§ **Problem requirements**
Copy the records starting at the beginning and ending at the line that contains "[0,0,880,549]", keeping all wording unchanged except the bounding box coordinates, which you should multiply by 0.9 and round to whole numbers, with halves rounded up.

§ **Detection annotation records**
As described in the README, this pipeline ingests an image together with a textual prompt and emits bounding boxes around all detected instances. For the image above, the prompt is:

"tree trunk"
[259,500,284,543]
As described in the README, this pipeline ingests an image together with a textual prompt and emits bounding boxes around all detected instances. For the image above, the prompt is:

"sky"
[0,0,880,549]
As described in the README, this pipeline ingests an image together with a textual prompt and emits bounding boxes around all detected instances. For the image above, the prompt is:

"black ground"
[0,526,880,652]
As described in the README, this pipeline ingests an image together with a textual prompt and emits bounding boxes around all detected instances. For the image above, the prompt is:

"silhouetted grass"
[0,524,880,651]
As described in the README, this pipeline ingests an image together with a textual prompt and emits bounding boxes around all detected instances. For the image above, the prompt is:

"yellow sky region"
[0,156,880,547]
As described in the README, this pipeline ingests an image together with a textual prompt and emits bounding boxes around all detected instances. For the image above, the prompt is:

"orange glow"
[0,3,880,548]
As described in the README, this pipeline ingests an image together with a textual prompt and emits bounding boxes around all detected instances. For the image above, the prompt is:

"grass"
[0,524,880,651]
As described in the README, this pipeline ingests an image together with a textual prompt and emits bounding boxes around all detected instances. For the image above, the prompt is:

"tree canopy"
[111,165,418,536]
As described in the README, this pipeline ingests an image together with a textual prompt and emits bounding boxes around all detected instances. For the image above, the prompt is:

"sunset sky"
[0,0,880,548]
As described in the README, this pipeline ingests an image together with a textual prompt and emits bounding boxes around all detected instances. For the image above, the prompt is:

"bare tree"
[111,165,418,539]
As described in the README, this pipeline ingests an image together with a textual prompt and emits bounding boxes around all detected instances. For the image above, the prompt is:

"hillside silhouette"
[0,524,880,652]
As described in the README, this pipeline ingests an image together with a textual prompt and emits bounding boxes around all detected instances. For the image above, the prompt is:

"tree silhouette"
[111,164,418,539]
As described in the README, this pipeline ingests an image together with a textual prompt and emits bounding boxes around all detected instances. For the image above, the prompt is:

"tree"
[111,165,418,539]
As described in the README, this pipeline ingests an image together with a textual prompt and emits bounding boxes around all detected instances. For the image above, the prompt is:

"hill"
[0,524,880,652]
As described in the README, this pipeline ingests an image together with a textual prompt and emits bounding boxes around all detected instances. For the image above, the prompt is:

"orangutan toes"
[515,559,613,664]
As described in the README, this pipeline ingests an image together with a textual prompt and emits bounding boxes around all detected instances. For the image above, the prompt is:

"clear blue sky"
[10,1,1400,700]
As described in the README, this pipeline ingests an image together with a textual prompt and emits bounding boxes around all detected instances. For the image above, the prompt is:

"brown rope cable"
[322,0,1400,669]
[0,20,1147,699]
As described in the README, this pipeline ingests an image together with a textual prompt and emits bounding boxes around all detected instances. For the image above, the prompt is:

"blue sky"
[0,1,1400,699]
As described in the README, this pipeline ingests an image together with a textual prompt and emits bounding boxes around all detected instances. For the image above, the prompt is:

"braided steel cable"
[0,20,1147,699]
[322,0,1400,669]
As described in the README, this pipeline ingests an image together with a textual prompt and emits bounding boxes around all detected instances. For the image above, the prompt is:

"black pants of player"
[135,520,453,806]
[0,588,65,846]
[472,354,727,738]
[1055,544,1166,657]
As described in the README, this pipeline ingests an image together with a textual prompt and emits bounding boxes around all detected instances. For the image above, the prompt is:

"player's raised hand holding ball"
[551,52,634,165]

§ **Solved exercise**
As described in the README, this pipeline ingests an image together with a textual prompt and emits bounding boxes around all detected instances. For the image above, the prompt is:

"tree trunk"
[233,450,256,489]
As described in the README, this pipeline ingests an image together with a textual prompt and emits bounding boxes around all detected instances. For the image above, the prompt is:

"sky"
[0,0,792,494]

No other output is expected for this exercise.